◆ THE TASK
From the first line through the last, transcribe the listing word for word.
⁂
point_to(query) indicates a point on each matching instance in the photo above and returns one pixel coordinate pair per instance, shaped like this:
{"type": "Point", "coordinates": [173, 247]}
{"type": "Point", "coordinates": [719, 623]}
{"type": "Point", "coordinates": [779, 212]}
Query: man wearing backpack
⁂
◆ TASK RESULT
point_to(query) indicates a point on each matching instance in the photo above and returns one pixel coordinate pair per instance, shaped like this:
{"type": "Point", "coordinates": [173, 247]}
{"type": "Point", "coordinates": [719, 623]}
{"type": "Point", "coordinates": [779, 212]}
Query: man wearing backpack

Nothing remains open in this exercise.